This landmark piece of legislation brings 30 million Americans into a healthcare system that includes affordable family-planning services, better access to contraception, and maternity care. It represents one of the greatest advances for women's health in a generation.

But you don't have to take my word for it. Let's hear from some of the women who have already benefited from the health reform law, or who have a lot to gain when it's fully up and running.

Alison in Washington is now able to stay on her parents' insurance until she turns 26:

Thanks to the new health-care law, I was able to stay on my parents' health-insurance plan after college. If the law is repealed and I am no longer able to be on their health insurance, I don't know if I will be able to cover all of the costs for my health care.

Maggie in Georgia thinks about her daughter, who takes birth control for a serious medical condition:

My daughter has to take birth-control pills for severe polycystic ovary syndrome. Last year, she had to have surgery to remove two huge cysts from one of her ovaries and almost lost the ovary. If her insurance were not paying for the pills, she and her husband could not afford them.

Patricia in Missouri worries about losing her health insurance entirely:

If the health-care law were overturned it would mean that I wouldn't be able to change health-care providers because I have a "preexisting condition." I would be locked into my current carrier no matter how poor the service, or expensive it becomes. New companies would be able to deny me coverage. This is unfair!

These are the people who stand to lose if efforts to overturn the Affordable Care Act are successful.

Attacks on the health reform law are part of an ongoing campaign from anti-choice politicians to make it harder for women to get affordable health care.

We saw this in the recent debate over President Obama's policy to provide contraceptive coverage for women. The Senate narrowly rejected a measure that would have allowed bosses to deny birth-control coverage to their employees.

Data shown >>
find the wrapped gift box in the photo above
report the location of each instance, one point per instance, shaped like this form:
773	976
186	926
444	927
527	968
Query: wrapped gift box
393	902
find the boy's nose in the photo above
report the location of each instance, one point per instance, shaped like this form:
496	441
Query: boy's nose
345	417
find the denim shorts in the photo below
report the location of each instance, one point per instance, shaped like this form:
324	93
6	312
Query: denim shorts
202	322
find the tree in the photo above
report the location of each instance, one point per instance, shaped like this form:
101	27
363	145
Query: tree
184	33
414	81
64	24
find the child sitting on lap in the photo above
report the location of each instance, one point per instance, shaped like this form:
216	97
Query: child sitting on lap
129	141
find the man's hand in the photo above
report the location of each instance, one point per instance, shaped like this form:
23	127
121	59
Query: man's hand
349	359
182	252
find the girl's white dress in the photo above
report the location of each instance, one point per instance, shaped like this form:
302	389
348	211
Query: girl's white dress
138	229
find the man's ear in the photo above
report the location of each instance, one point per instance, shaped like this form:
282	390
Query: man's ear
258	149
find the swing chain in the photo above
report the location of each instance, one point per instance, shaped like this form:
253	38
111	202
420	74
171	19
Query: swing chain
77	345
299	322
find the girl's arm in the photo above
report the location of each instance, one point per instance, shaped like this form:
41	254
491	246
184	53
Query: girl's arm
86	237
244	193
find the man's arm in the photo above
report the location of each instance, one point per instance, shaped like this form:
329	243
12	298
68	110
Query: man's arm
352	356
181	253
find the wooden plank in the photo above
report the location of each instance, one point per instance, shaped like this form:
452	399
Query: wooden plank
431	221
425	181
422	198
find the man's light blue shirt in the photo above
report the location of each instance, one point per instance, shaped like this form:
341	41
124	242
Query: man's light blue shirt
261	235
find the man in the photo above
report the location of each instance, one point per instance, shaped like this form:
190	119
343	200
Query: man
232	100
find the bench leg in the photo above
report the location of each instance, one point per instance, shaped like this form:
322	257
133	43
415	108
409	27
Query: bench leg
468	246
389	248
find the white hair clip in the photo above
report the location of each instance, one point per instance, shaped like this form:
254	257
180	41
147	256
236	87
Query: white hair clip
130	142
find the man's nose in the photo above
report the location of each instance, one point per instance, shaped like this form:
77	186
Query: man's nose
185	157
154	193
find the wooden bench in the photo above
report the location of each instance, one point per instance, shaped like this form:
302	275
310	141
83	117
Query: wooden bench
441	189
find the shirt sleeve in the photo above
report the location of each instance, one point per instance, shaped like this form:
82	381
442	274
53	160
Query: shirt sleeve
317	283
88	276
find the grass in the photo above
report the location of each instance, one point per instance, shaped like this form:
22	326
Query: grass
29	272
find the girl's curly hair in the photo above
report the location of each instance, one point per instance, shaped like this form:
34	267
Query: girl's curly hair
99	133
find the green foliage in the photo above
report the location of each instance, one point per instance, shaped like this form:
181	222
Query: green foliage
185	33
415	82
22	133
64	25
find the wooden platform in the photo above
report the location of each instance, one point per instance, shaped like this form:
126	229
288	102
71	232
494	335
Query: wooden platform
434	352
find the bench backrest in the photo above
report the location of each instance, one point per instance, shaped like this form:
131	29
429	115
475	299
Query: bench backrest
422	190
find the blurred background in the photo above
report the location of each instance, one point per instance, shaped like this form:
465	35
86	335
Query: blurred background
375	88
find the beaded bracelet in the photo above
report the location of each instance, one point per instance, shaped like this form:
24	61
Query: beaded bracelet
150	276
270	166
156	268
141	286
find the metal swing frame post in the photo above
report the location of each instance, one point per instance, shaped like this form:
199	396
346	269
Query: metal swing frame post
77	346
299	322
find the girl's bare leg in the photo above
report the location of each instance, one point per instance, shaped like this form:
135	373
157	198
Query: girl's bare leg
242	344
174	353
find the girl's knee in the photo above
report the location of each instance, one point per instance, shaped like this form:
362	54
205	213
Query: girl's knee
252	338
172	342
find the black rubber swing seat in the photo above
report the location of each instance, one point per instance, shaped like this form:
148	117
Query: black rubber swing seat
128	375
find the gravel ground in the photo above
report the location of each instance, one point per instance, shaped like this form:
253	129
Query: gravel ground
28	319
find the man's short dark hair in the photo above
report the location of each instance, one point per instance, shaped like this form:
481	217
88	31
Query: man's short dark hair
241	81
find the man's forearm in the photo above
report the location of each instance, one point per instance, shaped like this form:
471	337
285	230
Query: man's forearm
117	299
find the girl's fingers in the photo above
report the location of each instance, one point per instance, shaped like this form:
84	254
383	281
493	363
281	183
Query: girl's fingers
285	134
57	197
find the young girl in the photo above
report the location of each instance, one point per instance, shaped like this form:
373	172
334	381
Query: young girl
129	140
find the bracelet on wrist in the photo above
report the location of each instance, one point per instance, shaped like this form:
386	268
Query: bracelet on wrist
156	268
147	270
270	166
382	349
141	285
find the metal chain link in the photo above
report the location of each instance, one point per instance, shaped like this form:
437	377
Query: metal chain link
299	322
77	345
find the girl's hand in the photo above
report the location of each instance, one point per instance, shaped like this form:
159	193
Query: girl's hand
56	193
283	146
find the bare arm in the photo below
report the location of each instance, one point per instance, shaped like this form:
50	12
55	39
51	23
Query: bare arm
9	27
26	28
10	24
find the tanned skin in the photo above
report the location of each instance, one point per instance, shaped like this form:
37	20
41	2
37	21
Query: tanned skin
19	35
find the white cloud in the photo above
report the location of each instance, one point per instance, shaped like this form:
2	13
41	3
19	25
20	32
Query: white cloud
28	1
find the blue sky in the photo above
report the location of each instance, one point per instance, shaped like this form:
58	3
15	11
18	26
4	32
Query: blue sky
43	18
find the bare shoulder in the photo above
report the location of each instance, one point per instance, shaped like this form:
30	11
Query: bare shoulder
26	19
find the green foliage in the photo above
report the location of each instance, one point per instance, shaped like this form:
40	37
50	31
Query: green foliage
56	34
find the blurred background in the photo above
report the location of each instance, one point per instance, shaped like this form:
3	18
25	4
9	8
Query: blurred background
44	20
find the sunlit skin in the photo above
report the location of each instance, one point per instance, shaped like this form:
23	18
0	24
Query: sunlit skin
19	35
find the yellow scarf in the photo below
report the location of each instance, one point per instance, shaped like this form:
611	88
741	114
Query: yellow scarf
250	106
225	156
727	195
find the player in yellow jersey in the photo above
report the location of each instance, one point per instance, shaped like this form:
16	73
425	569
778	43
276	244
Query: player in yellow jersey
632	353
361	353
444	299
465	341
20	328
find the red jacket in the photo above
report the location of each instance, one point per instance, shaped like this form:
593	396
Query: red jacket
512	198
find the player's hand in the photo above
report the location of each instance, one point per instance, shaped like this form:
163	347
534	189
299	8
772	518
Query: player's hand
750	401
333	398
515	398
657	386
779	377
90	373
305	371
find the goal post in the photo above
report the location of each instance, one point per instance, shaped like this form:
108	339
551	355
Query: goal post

Tasks to perform >>
A - In the passage on the health reform law, write out the part that begins at the words "If the health-care" and stops after the words "This is unfair!".
B - Extend the passage on the health reform law and women's health, picking up right after its final sentence.

Answers given >>
A -
If the health-care law were overturned it would mean that I wouldn't be able to change health-care providers because I have a "preexisting condition." I would be locked into my current carrier no matter how poor the service, or expensive it becomes. New companies would be able to deny me coverage. This is unfair!

B -
When a female law student, Sandra Fluke, dared to speak out in support of the president's contraceptive-coverage policy, radio personality Rush Limbaugh called her a "slut" and "prostitute."

Nearly as despicable as Limbaugh's comments was the reaction from many of the same politicians pushing attacks on birth control. Both of the leading Republican presidential candidates, Mitt Romney and Rick Santorum, refused to issue a stern rebuke of Limbaugh.

The attacks on the health reform law are targeting women in the same way as these legislative attacks and ugly rhetoric.

Next week, the Supreme Court will begin to hear three days of arguments from opponents who want to overturn the Affordable Care Act.

If the court strikes down this law, better coverage of prenatal care and contraceptives for millions of women could disappear. Insurance companies would go on charging women more money for health-care services than men, which The New York Times reported on yesterday.

The results would be devastating for women like Alison, Maggie, and Patricia.

That's why we must stand with President Obama and women across this country in supporting this important law.

NARAL Pro-Choice America will mobilize our supporters at the Supreme Court on Tuesday, March 27, the day on which healthcare advocates will focus on how the law helps women get affordable care.

Since these anti-choice politicians have decided to take their War on Women to the Supreme Court, we'll meet them at the steps.